RECORDS PROVIDED ->
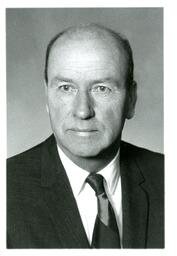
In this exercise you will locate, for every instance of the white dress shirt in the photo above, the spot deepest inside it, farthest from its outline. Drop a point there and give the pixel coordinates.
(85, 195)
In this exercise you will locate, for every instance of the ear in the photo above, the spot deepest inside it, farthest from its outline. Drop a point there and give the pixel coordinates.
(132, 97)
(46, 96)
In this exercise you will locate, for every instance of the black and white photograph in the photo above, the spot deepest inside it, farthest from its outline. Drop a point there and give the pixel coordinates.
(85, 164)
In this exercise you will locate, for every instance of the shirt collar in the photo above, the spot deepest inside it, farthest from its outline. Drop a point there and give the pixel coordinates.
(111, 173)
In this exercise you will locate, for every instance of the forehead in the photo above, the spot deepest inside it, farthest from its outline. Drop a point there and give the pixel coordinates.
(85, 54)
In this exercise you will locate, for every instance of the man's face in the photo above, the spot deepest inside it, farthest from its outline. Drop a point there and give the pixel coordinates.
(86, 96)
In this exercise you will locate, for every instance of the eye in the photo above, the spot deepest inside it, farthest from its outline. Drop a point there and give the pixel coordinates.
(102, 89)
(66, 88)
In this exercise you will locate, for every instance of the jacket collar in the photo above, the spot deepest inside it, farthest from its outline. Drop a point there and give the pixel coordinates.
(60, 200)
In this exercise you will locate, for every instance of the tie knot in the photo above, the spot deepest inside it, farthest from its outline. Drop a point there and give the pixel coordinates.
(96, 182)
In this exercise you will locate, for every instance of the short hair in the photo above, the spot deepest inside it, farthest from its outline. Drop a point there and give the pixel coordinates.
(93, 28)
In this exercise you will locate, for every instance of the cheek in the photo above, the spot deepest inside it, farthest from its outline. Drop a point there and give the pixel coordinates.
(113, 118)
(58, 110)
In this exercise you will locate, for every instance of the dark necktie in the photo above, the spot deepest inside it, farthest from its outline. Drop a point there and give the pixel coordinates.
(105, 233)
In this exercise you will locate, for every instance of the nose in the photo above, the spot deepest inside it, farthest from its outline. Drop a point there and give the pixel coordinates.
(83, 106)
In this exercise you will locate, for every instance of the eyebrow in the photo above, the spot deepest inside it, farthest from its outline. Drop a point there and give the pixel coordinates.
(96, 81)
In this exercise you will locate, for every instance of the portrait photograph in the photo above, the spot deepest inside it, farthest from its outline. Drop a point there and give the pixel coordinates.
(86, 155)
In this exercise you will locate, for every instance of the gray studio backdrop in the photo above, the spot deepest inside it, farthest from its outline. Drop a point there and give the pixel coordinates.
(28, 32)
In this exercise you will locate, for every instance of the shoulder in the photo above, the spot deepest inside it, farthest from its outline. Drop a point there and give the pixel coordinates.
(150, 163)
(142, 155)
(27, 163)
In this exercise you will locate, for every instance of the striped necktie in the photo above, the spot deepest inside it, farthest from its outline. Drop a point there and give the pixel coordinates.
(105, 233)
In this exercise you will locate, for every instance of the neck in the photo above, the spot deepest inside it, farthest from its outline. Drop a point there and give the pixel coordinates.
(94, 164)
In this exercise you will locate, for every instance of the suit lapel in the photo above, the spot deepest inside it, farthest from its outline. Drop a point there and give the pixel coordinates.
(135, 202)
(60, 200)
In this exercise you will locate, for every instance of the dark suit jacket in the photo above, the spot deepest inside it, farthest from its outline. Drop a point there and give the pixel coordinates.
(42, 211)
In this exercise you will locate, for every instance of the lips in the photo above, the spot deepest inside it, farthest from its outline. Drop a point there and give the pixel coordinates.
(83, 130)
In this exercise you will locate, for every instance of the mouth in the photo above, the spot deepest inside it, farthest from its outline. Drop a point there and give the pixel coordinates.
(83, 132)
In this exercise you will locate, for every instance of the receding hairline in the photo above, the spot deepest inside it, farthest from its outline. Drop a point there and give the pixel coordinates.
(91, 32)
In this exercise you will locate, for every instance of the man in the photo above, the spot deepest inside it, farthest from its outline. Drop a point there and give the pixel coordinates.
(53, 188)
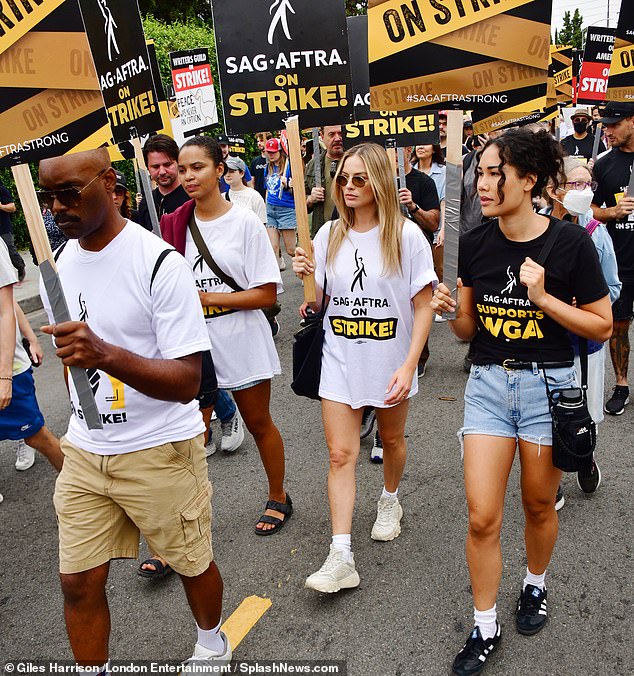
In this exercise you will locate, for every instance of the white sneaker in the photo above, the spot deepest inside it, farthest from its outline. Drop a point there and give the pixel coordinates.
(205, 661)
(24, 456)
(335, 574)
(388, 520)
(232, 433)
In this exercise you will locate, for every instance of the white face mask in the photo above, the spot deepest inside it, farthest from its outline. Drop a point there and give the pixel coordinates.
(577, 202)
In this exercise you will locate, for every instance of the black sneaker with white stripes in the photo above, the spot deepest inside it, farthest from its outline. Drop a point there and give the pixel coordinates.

EXERCISE INSTRUCTIONS -> Write out the material above again, word for word, minus its pictures.

SOLUTION TO THIS EXERCISE ->
In this exercise you will locate, for every instance of the white dress shirt in the photo above, the spot deepest inside it, farthest from its outline. Drop a point there and give the pixel coordinates.
(85, 195)
In this exercise you will locate, for every instance of the ear in the photo above, the spot deepest inside it, farthest from its outline. Drop a point there and give the pixel coordinates.
(132, 97)
(46, 96)
In this exercise you will locate, for every instance of the black and white photograph in the photo above, the spot deepest inside it, farthest from its outline. Drop a point there and give the pixel coordinates.
(85, 164)
In this exercise you will locate, for every instance of the shirt collar in the photo above, the spot deepest inside it, farthest from its outline. Drop a point there and give the pixel coordinates.
(111, 173)
In this exercise you will locate, for every instance of the forehead in the photo above, the spot deepest inside it, farthest from its outline. Drop a point there and give the pixel coordinates.
(85, 54)
In this exercise you will locate, for every instance of the man's face in the photo above, the spot deepest inside it, farthest from its outline. Drop a point there and give the pixel coordinates.
(86, 96)
In this exercise you will locate, for every instance of the eye in the photo above, the spot deepest inside it, farthest from its outline. Drop a point there and give the pixel coordinates.
(102, 89)
(66, 88)
In this exercise you will locate, for every instance of the jacket collar in the photo above, the spot deepest inside it, farthest from its outline. Drop a point there and give the pixel coordinates.
(60, 200)
In this exercise you will locate, for every instance of the tie knot in the photo above, the spot deepest inside it, farthest from its outline. Drop a point there and give the pixel coordinates.
(96, 182)
In this exercise you will locate, for every instance of the short hair in the photo above, the spot deepest inside it, farthest from its outline. Drop a point there and give the pixel coordinates.
(93, 28)
In this exercise you will locate, for every instance of the cheek in the photo above, the spot deepest inside it, farthest from its outline. Drop a point there and give the pixel coordinates.
(113, 118)
(58, 110)
In this exercise you will locate, for every instance of the dark necktie in the photo above, the spot deepest inside it, farthest from its outline. Drop a point there and give the pixel coordinates.
(105, 233)
In this exercise you will locate, for every instance of the nose in the photo above, the spot deepest inside it, farthest from its outline. Drop a point there and give the pixel coordinates.
(83, 106)
In this exercise you will locate, for every instance of the eyebrow in the photo above, the spot deepest inside it, farthest from its outline. Drop a point there and give the pixel coordinates.
(96, 81)
In this exercise you will locate, for every instance of the portrait photograph in the photo above, the spot deepest inside it, farthest from its outline. Drop a point there and give the pixel coordinates.
(86, 155)
In this exercise you will locate, for every instance of the gray studio backdrop in the photo above, the spot deepest inside it, farthest from its outline. Drop a point there and give the pixel coordinates.
(28, 32)
In this exercise you will locate, for every instance of the shoulder in the photo above, the spot deepest inside it, farthest from its outline. Drop a point there and give the pixel coordinates.
(150, 163)
(142, 155)
(27, 163)
In this exercise you will locate, for every instance of the striped necktie in the photo above, the spot deepest inside it, farthest from its outline. Drop a point there and give the pixel coordinates.
(105, 233)
In this exercise you will locate, for every instance of the neck in the photo above, the spot deepest inside it, farthest from its outline. Drop a point there and give the pixel coordinates.
(94, 164)
In this exercise you will locate, for every instance of the suit lapel in the photo above, the spot deepest inside it, farthest from its outline. Drop a point there and give the pixel coordinates.
(135, 202)
(60, 200)
In this exercise you will locate, for every instance of the dark suit jacket in the photo above, the spot deepest inside it, farthest from its outline. Drop a point there and give the pixel coordinates.
(42, 211)
In this exercise you will locate, for every instance of the lips in the photo above, the spot deepest inside it, farthest from its outline. Drop a point there and give the pixel coordinates.
(83, 130)
In this exercise you will locate, for every instance of the mouth in the photo above, the spot deepest inside it, farthest from its outline. Drop a point there and give the pixel coordinates.
(83, 132)
In this exercise you will locate, for every instance of the receding hairline in the photo above, the spot deepest inside it, farthest from its outline. Drop a point there and give the pixel coordinates.
(91, 32)
In this exercise you will locate, for every instance of the man in the photo above, the spot deepest inside it, farthest from its outline. Drop a point there and give the pixel coordinates.
(53, 188)
In this exercise you will locate, for every instance of the white sneaker in the photo above, the spot deepest inside it, farthest from its outline. Drop a point there and give the pixel coordinates.
(205, 661)
(24, 456)
(335, 574)
(388, 520)
(232, 433)
In this exercise you will locate, for every instance of the white face mask in the photo above, the spot deepest inside it, farthest from its outline. Drop a point there and give the pixel coordinates.
(577, 202)
In this exercise you will locate, for every instance of the black sneaker with white stripes in the photo above, the spot deepest inside it, farthest from its outline. Drop a point there and give the pixel coordinates.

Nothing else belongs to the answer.